*** Document source

Carte blanche
Le nucléaire, solution à la transition énergétique
Lettre ouverte aux informateurs royaux Georges-Louis Bouchez et Joachim Coens.
Messieurs les informateurs royaux,
L’année qui se termine a atteint des sommets de désinformation en matière de climat et de son corollaire, l’énergie, sommets qui frisent la manipulation. Les deux auteurs de cette carte blanche ne sont pas nécessairement d’accord sur toutes les questions à l’entour de ces débats, mais ils le sont sur un double triste constat. D’une part, l’hystérie actuelle n’est ni appropriée, ni constructive. D’autre part, les solutions proposées pour contrer le changement climatique ne sont pas adaptées.
Le climat change, il a toujours changé et il changera encore, car c’est un phénomène naturel lié à la physique du système Soleil-Terre. Les activités humaines – essentiellement les émissions de dioxyde de carbone (CO2) qui résultent de l’utilisation des énergies fossiles (charbon, pétrole et gaz naturel) – contribuent également, d’après la théorie de l’effet de serre, à ce changement.
Depuis la révolution industrielle qui a été rendue possible par l’usage des énergies fossiles la température globale a augmenté de 1,24°C dont presque un degré jusqu’à 2000. Une relation de cause à effet a été établie par le GIEC entre cette augmentation et la croissance des émissions de CO2 d’origine anthropique. Mais l’ampleur et la régionalisation des impacts de ce réchauffement global sur la Terre restent complexes à établir. La science du climat, que l’un de nous a apportée en Belgique, est une science jeune, et partant, il ne peut être question de prétendre que nous savons tout de ce phénomène et qu’il n’y aurait plus qu’à agir. C’est la raison pour laquelle les rapports du GIEC sont extrêmement prudents et – comme il convient en science – utilisent de nombreux conditionnels. La marge d’incertitude est particulièrement grande dans l’estimation des impacts des activités humaines sur le climat, mais une chose est sûre : le catastrophisme est hors de propos.
Or, nous avons assisté cette année à la rupture des amarres du bon sens. Les annonces les plus invraisemblables sont propagées par les médias et les réseaux sociaux ce qui a conduit le monde politique européen à suivre cette inflation. Citons juste pour montrer l’exagération qui prévaut aujourd’hui que le phénomène régulier de « l’acqua alta » à Venise et les inondations en zones inondables seraient dus exclusivement à nos émissions de CO2 et donc à nos vols en avion ou à notre consommation de viande rouge.
Cette frénésie aux antipodes de la science pousse le monde politique à prendre des décisions en matière de politique énergétique tout aussi inconsidérées que le catastrophisme ambiant.

******
*** Entrées

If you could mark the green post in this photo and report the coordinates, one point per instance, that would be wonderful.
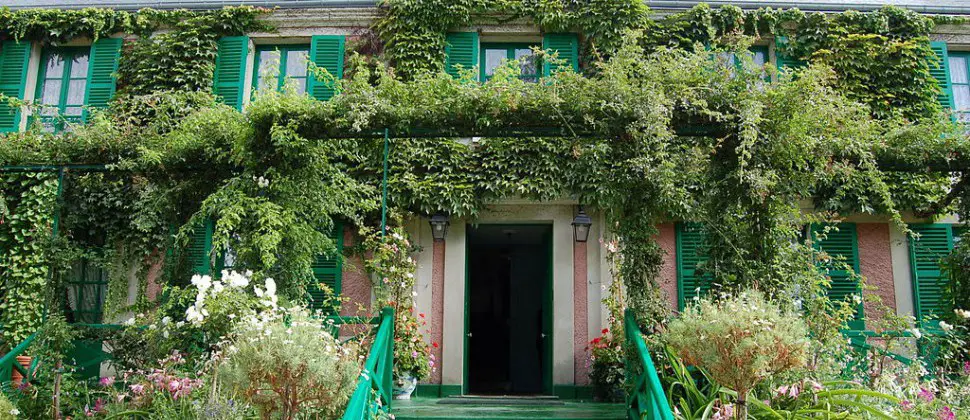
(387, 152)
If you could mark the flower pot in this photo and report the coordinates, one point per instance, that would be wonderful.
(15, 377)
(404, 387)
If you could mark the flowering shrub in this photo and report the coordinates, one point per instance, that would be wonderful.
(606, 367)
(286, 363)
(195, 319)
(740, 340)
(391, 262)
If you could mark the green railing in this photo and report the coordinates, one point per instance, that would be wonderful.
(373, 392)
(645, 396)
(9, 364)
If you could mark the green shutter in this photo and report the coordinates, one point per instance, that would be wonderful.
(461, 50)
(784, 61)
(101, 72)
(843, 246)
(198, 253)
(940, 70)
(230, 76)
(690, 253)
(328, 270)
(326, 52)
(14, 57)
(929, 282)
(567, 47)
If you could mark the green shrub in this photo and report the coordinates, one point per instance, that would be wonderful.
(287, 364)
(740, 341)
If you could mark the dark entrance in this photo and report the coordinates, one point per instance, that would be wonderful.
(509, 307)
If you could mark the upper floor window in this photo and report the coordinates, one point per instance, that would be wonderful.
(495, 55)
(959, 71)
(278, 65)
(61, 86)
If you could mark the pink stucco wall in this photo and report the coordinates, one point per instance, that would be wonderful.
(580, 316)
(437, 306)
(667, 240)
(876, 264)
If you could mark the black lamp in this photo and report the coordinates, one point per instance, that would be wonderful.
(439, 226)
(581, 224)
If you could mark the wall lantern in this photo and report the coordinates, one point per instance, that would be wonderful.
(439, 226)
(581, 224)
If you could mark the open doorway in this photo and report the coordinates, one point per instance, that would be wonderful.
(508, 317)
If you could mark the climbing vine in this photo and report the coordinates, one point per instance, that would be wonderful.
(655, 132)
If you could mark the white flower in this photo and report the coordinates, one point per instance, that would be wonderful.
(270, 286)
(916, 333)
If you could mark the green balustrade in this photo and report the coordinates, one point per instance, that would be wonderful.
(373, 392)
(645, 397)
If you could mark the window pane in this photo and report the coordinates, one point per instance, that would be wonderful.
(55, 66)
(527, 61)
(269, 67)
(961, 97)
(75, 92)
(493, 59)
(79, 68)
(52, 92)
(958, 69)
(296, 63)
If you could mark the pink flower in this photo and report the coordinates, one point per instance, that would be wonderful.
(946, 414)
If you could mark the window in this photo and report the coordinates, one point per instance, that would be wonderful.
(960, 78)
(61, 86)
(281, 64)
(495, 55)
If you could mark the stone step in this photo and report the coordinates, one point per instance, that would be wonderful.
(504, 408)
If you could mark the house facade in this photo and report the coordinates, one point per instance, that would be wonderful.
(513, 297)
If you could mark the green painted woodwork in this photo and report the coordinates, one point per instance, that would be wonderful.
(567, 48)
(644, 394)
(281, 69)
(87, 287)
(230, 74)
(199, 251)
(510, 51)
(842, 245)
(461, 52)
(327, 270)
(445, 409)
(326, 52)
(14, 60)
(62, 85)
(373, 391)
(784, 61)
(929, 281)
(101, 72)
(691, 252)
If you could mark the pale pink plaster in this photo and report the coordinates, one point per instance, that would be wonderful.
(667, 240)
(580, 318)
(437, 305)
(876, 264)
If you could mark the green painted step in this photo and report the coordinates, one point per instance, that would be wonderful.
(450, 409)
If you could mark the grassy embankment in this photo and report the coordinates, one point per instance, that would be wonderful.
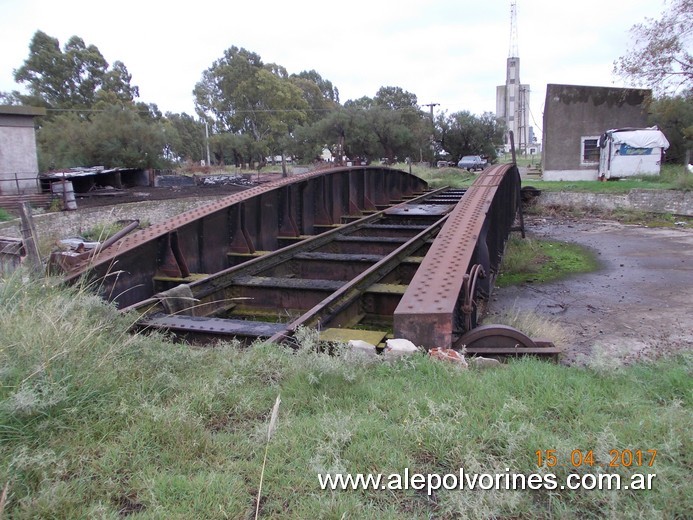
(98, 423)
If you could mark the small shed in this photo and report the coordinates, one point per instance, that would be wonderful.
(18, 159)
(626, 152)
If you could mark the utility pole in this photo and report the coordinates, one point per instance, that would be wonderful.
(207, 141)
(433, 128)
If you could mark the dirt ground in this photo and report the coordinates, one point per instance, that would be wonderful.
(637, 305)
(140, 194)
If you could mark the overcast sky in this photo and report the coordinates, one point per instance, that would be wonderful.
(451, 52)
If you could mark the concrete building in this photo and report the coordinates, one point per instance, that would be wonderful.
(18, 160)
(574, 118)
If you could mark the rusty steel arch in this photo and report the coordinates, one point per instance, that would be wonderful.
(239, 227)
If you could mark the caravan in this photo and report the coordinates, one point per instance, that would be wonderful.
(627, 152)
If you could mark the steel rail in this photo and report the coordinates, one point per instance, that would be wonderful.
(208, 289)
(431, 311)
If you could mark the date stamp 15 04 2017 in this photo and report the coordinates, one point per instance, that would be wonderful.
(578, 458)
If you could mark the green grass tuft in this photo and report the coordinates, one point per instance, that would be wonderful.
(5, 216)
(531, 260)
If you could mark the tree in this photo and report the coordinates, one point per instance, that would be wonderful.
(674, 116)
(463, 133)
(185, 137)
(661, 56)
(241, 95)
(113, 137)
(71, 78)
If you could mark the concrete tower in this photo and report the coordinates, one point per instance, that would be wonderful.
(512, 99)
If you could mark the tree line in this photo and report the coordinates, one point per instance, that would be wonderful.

******

• **Travail à faire**
Recopiez mot pour mot le passage de la lettre ouverte sur le nucléaire qui débute par les mots « Cette frénésie aux » et s'achève sur « le catastrophisme ambiant. ».

• **Corrigé**
Cette frénésie aux antipodes de la science pousse le monde politique à prendre des décisions en matière de politique énergétique tout aussi inconsidérées que le catastrophisme ambiant.